++++ Texte source ++++
Aux Equipes sociales de Robert Garric, il se crée des amitiés exceptionnelles : le normalien Roger Dumaine, Antoine Martel, Etienne Borne, Pierre Ducrot (qu’il retrouvera au Secours National) et Georges Lamirand[25] (auteur de "Le rôle social de l’ingénieur").
Angoissé devant la montée du national-socialisme, il fait venir à Brive des conférenciers tels le père Maydieu, dominicain, et Georges Bidault.
En 1940, il entre au Secours National (créé en 1914 et réactivé en 1939) dont le commissaire général est Robert Garric et en est le délégué pour la ville de Brive. Les objectifs du Secours National sont de ravitailler, de loger et de trouver des emplois aux réfugiés. L’accueil des réfugiés d’Alsace-Lorraine le conforte dans sa haine du national-socialisme.
A Dachau, c’est le dépouillement mystique. Il y acquiert un sens de l’universel, antidote au nationalisme. Il écrira "Rue de la Liberté" dont il décida du titre après avoir pensé à "Victoire de l’homme" ou "Au-delà de la mort".
Après la guerre, il se veut "sentinelle des valeurs chrétiennes". Il souligne l’importance de l’engagement politique qui, pour lui, est un moyen de porter le souvenir des morts en déportation.
Cet engagement se fait rapidement sous la bannière gaulliste. Il considère que le lien entre catholicisme et gaullisme repose sur trois axes communs :
-          l’aide au tiers-monde,
-          la réduction des inégalités sociales,
-          l’apaisement des relations entre l’Eglise et l’Etat.
++++ Données fournies ++++
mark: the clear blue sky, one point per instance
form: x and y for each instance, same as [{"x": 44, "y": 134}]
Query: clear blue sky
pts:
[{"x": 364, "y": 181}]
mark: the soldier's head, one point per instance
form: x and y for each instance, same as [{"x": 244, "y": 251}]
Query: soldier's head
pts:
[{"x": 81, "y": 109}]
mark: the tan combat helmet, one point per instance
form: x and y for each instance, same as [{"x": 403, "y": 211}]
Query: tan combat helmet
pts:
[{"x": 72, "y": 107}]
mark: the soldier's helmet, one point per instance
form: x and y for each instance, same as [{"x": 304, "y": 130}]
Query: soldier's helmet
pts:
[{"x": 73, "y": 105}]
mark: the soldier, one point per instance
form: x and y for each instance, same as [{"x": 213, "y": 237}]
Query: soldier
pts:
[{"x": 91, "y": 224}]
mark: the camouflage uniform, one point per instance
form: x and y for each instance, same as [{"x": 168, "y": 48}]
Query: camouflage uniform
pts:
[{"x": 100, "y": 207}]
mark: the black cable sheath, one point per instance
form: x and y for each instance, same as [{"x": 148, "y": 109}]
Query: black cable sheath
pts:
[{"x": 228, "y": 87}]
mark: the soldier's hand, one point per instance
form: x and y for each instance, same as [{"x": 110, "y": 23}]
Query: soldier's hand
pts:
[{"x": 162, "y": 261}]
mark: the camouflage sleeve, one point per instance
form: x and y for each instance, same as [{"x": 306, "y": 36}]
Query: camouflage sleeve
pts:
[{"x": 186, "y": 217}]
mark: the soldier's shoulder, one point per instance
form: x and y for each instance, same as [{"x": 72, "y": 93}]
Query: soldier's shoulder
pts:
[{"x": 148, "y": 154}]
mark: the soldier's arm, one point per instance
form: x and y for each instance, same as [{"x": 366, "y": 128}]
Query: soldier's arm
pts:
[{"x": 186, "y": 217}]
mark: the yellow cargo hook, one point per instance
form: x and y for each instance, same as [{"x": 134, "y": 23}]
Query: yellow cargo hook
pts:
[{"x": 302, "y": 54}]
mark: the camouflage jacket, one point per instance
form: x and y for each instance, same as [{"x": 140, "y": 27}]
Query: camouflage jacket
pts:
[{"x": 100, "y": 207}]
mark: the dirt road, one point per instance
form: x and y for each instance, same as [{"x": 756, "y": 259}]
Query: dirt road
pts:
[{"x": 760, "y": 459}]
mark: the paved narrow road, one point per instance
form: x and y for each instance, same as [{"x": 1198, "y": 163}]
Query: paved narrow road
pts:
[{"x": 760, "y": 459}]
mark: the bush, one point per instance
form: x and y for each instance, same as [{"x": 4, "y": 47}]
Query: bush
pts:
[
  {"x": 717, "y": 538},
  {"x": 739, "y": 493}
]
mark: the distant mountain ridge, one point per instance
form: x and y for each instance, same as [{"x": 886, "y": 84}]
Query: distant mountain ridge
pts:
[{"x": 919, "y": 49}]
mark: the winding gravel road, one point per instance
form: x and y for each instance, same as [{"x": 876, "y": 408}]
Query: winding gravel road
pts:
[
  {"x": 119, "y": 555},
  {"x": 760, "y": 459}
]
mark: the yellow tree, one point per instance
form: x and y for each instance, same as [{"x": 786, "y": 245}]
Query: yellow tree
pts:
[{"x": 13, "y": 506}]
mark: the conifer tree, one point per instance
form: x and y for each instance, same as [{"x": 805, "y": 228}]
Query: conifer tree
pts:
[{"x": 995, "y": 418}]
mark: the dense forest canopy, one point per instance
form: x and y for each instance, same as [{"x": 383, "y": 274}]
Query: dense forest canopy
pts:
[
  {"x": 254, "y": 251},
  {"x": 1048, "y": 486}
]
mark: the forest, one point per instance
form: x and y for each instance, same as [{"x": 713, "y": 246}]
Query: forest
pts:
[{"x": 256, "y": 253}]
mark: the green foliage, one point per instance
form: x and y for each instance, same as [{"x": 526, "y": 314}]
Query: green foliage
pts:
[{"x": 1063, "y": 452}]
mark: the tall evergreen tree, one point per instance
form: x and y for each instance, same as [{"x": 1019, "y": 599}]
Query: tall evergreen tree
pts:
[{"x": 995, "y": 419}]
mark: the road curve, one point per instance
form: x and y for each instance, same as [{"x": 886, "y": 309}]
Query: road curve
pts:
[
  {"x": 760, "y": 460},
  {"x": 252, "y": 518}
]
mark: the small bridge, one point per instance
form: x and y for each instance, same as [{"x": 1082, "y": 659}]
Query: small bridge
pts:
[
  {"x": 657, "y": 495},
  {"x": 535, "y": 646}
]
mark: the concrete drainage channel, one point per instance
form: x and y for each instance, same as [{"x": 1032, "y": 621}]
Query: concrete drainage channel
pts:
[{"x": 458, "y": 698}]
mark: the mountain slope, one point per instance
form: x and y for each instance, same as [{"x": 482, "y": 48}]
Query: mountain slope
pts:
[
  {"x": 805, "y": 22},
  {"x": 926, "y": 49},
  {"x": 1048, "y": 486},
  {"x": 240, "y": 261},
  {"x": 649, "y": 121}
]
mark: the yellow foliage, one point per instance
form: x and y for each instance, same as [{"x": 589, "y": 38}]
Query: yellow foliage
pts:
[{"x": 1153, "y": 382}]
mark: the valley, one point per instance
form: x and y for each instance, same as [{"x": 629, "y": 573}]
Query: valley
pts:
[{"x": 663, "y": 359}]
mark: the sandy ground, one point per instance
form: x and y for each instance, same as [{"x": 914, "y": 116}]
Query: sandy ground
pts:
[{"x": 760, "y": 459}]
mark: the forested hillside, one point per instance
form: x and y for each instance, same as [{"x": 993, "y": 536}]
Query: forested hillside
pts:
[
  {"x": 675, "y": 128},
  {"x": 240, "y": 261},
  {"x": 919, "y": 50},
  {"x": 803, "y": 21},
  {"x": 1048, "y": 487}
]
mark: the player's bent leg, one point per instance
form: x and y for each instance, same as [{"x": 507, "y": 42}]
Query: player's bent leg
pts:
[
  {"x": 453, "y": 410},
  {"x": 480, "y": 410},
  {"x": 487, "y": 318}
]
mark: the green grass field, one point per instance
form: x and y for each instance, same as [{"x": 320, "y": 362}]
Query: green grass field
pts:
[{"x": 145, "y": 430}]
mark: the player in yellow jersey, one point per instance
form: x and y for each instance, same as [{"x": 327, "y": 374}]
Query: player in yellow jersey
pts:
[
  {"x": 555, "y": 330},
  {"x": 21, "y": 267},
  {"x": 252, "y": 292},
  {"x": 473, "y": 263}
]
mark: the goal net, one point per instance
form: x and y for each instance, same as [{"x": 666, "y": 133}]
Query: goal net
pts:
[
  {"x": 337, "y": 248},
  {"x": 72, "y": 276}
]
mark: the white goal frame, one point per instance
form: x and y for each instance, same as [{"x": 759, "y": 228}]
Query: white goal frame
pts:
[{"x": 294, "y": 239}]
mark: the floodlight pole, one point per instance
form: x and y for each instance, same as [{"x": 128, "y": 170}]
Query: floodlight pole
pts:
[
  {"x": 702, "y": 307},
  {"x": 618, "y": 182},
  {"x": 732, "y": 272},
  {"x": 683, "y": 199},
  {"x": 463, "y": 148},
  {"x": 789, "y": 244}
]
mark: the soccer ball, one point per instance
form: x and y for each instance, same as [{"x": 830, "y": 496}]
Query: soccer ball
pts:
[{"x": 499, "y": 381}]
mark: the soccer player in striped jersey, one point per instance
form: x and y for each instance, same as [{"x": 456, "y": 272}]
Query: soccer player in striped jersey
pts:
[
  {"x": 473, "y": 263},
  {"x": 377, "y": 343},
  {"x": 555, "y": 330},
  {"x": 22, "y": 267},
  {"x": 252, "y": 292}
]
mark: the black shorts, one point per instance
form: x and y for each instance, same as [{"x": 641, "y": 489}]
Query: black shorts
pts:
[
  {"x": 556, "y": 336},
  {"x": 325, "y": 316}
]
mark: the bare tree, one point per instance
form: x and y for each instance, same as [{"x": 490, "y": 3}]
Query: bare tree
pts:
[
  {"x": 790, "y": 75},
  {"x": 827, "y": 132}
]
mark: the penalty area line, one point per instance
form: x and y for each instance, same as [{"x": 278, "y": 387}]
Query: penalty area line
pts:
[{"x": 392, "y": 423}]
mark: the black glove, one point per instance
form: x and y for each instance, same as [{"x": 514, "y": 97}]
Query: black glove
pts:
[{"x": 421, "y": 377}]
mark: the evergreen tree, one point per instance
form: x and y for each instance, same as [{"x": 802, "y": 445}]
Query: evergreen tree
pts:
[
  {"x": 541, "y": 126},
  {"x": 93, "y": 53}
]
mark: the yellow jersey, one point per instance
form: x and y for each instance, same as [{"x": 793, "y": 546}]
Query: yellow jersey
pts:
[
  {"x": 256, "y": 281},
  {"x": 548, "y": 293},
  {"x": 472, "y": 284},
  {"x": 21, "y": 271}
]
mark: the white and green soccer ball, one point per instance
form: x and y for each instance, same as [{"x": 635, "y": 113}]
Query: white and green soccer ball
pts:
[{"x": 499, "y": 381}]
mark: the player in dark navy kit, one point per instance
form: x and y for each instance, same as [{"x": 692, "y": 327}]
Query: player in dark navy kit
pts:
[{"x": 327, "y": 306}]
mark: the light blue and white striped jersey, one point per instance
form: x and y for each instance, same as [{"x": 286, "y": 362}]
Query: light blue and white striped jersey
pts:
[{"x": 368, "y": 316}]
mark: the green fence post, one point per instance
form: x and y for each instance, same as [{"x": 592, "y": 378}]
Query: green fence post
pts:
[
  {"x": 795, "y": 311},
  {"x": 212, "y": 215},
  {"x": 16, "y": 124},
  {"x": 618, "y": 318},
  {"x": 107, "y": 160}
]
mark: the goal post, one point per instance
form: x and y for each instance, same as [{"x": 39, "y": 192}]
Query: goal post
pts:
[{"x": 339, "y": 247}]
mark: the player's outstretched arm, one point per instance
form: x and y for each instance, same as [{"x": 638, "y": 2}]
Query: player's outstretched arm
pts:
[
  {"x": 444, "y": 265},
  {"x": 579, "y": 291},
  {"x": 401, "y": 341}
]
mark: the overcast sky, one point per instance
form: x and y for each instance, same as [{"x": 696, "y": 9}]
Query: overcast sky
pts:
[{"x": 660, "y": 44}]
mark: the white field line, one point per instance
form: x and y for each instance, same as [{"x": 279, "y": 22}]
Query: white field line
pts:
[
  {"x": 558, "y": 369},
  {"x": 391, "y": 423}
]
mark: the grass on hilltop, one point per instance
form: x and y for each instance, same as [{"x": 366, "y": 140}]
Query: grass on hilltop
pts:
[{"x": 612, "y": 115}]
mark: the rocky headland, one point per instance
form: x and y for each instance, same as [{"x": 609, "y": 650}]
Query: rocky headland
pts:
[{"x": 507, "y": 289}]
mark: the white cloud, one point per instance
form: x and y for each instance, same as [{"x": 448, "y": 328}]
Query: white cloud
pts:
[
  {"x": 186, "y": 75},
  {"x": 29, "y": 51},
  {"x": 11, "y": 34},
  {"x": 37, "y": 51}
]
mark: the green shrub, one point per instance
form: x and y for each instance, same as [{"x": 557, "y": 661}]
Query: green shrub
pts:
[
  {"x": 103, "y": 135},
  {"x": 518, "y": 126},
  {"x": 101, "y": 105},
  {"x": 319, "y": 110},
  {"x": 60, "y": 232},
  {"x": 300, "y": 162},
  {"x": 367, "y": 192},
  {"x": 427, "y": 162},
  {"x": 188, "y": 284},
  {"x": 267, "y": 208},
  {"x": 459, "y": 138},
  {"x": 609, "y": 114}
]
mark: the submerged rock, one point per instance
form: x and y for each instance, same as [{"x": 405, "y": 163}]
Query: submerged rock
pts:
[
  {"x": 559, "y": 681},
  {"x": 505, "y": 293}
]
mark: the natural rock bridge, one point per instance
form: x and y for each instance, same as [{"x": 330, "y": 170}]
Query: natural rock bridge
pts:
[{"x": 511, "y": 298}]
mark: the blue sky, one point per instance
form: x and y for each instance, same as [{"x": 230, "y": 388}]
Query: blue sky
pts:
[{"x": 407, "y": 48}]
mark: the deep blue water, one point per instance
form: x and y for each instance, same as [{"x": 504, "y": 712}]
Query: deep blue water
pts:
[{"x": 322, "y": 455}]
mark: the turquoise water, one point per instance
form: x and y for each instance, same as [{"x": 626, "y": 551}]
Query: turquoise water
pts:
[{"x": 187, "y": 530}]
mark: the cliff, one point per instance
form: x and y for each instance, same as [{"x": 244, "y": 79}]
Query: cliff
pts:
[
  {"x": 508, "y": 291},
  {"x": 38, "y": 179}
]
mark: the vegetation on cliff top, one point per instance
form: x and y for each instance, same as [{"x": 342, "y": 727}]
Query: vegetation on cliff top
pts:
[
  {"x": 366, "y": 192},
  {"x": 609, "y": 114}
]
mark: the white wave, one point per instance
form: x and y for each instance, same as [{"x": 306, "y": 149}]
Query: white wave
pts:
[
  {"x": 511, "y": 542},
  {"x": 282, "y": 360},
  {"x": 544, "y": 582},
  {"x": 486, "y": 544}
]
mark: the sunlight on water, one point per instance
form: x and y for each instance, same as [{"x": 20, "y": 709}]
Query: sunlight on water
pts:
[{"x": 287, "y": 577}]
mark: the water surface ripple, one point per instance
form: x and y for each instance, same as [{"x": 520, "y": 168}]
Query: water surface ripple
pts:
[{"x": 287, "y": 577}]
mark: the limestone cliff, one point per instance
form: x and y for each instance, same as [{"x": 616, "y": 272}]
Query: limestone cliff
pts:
++++
**Consigne**
Recopiez le passage du texte source qui s'ouvre sur les mots contenant « Après la guerre, il » et s'achève sur « morts en déportation. ». Ce matériel n'a aucun lien avec le texte source.

**Réponse rédigée**
Après la guerre, il se veut "sentinelle des valeurs chrétiennes". Il souligne l’importance de l’engagement politique qui, pour lui, est un moyen de porter le souvenir des morts en déportation.